» Exercise requirements:
Exactly as they appear, copy the lines of the listing from the one containing "indicate the red flag" through the final line, both included, and nothing else.

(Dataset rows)
-.-.-

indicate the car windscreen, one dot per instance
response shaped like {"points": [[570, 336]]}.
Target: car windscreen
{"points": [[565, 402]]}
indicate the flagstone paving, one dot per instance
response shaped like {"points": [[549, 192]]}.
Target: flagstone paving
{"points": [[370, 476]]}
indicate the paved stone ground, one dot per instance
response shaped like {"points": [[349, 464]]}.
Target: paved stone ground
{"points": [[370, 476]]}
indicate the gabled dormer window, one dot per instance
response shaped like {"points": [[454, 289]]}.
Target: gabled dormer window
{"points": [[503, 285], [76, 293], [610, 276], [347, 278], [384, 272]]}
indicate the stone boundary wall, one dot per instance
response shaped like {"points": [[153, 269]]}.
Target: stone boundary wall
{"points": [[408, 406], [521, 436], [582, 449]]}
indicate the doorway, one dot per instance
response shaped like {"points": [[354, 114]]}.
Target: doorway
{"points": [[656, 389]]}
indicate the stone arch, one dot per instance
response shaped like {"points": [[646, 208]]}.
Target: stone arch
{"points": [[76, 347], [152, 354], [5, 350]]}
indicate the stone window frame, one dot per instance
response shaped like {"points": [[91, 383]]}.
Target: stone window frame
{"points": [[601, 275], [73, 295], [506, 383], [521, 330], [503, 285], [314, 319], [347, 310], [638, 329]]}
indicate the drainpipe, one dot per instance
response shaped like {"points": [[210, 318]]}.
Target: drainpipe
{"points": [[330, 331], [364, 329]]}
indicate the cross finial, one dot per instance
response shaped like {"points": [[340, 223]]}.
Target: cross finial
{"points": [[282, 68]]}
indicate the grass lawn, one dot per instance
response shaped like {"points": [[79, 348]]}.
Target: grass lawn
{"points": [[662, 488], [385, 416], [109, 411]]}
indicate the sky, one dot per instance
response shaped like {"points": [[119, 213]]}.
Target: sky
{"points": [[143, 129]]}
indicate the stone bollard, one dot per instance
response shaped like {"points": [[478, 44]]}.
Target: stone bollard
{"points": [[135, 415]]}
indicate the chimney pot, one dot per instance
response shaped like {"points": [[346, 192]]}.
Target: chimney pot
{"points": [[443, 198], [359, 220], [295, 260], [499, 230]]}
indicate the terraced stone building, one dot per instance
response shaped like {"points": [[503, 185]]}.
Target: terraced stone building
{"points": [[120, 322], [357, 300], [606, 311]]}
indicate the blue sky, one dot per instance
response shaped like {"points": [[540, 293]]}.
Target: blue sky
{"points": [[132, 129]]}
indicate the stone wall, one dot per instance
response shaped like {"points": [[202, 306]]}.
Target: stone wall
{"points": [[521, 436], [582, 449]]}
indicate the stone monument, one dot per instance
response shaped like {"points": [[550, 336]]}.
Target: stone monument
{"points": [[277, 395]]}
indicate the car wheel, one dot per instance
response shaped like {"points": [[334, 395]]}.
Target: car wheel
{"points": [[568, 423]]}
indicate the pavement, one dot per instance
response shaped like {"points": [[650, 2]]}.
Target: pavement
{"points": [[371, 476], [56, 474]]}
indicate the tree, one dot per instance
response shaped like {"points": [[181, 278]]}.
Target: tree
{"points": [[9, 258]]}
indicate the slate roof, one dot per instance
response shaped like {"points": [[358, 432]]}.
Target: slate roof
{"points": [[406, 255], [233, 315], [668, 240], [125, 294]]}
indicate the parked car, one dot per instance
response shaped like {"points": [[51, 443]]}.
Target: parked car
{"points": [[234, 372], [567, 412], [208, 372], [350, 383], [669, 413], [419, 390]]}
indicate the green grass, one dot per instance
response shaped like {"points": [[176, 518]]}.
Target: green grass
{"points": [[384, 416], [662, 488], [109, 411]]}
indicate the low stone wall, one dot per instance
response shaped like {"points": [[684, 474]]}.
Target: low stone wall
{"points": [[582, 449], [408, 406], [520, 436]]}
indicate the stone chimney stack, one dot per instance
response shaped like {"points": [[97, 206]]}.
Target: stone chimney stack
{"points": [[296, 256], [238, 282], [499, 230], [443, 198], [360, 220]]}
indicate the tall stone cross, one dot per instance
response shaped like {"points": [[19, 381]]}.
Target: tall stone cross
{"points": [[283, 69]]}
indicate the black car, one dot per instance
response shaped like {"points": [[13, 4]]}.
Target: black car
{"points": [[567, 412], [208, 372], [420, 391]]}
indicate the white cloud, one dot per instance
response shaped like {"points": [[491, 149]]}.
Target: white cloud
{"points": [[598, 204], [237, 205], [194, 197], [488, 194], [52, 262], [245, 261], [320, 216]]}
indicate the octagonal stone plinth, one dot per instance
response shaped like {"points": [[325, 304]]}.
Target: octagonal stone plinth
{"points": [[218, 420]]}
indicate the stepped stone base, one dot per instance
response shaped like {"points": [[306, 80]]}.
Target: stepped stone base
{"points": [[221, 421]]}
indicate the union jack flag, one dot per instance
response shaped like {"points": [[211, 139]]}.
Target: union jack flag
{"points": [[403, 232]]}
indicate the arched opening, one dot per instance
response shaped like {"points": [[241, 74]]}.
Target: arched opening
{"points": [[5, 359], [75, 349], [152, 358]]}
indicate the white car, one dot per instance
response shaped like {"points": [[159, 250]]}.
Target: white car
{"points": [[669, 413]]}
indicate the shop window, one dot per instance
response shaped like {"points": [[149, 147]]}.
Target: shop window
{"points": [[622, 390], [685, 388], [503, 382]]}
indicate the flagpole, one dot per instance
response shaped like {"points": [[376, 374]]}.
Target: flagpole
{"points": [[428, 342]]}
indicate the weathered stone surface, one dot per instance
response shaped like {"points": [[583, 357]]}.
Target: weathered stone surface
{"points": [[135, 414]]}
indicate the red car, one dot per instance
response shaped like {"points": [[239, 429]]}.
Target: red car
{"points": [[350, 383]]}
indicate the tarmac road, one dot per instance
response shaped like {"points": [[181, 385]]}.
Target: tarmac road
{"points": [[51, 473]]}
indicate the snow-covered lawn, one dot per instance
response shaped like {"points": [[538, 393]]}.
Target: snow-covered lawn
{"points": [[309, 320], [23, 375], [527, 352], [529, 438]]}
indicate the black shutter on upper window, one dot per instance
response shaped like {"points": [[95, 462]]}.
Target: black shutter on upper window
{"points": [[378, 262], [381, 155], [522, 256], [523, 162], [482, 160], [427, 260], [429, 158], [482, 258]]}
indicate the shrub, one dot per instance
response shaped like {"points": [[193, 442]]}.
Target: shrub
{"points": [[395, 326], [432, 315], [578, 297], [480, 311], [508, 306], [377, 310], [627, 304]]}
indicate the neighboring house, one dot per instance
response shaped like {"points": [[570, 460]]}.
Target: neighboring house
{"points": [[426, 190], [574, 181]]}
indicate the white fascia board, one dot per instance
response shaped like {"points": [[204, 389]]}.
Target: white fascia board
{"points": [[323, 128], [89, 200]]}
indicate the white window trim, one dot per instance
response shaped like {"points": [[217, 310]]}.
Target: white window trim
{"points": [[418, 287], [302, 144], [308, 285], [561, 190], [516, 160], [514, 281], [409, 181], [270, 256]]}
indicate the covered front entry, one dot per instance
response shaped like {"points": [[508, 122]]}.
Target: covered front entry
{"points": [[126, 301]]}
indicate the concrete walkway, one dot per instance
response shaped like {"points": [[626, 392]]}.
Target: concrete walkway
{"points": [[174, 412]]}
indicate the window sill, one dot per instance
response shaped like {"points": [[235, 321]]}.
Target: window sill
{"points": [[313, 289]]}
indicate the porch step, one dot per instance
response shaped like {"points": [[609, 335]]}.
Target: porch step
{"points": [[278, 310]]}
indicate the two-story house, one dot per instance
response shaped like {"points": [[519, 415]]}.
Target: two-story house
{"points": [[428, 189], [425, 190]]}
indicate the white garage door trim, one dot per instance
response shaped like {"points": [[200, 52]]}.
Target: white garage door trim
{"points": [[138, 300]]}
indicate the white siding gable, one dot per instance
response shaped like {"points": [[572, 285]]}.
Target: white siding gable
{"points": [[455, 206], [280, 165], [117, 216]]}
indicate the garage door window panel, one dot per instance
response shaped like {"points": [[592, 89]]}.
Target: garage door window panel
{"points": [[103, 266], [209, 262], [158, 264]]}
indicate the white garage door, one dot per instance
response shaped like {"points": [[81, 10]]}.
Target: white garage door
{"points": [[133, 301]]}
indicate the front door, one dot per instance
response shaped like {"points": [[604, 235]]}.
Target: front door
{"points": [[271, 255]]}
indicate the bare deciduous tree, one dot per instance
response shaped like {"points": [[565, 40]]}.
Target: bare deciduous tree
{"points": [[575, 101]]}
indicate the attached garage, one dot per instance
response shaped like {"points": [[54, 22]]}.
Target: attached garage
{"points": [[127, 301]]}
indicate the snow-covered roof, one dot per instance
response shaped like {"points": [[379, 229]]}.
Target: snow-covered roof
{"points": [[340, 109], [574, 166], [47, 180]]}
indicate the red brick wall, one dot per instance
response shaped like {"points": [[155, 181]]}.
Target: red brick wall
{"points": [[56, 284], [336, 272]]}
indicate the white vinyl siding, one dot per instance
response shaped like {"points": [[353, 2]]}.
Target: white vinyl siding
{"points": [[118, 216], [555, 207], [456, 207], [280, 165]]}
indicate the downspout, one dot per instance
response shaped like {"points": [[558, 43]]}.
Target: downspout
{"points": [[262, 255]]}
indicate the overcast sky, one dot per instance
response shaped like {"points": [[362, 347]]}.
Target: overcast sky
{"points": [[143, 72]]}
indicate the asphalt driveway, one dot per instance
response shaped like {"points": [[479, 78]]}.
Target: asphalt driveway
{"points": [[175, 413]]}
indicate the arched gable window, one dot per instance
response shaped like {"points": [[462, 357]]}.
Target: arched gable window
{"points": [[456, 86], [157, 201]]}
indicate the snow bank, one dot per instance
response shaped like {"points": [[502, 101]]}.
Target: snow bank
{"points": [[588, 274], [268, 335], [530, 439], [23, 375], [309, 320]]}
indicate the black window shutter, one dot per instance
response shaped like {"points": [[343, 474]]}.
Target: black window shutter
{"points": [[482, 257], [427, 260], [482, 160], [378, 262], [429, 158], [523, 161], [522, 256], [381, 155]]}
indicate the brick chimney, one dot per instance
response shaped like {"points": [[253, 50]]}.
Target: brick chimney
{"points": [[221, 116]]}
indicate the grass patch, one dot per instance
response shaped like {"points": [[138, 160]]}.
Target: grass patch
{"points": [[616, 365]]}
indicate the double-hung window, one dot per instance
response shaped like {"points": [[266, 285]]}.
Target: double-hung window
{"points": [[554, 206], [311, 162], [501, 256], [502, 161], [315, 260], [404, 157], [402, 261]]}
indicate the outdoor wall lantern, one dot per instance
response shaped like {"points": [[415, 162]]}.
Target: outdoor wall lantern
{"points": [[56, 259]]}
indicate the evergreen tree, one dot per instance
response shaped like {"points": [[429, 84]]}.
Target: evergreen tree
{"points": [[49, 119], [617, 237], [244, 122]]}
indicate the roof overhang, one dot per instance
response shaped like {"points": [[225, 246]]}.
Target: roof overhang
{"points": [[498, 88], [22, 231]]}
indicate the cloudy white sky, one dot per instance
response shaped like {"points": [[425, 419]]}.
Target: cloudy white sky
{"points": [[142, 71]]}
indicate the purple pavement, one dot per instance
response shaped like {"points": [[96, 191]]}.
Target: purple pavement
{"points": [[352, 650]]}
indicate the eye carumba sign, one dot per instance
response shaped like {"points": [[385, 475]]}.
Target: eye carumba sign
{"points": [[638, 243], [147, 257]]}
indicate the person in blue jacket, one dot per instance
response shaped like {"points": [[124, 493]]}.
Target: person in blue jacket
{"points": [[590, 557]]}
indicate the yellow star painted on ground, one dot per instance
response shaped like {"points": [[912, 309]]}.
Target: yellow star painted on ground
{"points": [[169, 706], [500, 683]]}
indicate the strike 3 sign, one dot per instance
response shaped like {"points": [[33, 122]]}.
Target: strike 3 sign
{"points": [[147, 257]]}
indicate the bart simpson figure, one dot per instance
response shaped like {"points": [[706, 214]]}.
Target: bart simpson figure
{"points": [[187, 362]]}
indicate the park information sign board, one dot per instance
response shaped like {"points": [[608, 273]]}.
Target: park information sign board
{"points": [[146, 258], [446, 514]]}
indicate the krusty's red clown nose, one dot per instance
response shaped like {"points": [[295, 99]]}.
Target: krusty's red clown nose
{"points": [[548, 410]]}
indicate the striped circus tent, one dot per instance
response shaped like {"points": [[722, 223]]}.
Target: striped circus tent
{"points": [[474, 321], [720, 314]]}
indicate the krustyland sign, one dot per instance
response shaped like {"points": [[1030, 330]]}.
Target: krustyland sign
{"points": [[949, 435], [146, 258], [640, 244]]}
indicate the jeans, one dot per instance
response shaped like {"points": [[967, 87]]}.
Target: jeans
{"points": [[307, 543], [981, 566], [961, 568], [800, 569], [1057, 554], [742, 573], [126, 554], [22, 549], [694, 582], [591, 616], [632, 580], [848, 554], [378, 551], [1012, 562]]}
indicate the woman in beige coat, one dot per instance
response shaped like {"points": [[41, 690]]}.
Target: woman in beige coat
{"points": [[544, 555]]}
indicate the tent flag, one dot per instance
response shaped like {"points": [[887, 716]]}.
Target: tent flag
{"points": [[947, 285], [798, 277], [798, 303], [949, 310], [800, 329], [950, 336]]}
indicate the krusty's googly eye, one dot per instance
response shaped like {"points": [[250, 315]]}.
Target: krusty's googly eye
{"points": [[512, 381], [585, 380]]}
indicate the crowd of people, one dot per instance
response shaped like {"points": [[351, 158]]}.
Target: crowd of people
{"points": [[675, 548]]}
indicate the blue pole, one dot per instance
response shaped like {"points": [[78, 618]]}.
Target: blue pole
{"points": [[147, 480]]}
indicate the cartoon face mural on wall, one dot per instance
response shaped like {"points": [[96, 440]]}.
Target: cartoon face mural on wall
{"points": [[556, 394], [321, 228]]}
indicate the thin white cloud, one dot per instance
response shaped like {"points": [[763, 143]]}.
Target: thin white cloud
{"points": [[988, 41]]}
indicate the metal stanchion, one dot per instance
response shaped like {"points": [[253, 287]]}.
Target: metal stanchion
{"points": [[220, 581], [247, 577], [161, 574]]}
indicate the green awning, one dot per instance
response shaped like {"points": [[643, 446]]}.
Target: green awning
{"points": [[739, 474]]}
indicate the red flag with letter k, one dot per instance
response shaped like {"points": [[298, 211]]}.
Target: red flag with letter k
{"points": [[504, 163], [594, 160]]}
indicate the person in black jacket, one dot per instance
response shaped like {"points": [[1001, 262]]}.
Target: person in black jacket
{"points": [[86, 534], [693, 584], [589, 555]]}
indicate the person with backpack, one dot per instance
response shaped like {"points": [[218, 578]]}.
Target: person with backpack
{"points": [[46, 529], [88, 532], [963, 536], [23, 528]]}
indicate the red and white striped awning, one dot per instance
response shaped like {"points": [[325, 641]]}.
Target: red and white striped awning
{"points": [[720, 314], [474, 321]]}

-.-.-

» Expected answer:
indicate the red flag with letter k, one dot per instance
response shaped like {"points": [[298, 211]]}.
Target: red flag with letter k
{"points": [[504, 163], [594, 160]]}
indicate the person in black jacket, one dot per instance
response shaped like {"points": [[1001, 262]]}.
Target: person in black jacket
{"points": [[86, 534], [693, 584], [589, 555]]}
indicate the person with backpack, one dot per instance
response shaped like {"points": [[218, 578]]}.
Target: person with backpack
{"points": [[46, 529], [88, 532], [963, 536], [23, 528]]}
indicate the red and white striped awning, one dot per instance
response shaped like {"points": [[325, 641]]}.
Target: red and white striped awning
{"points": [[720, 314], [474, 321]]}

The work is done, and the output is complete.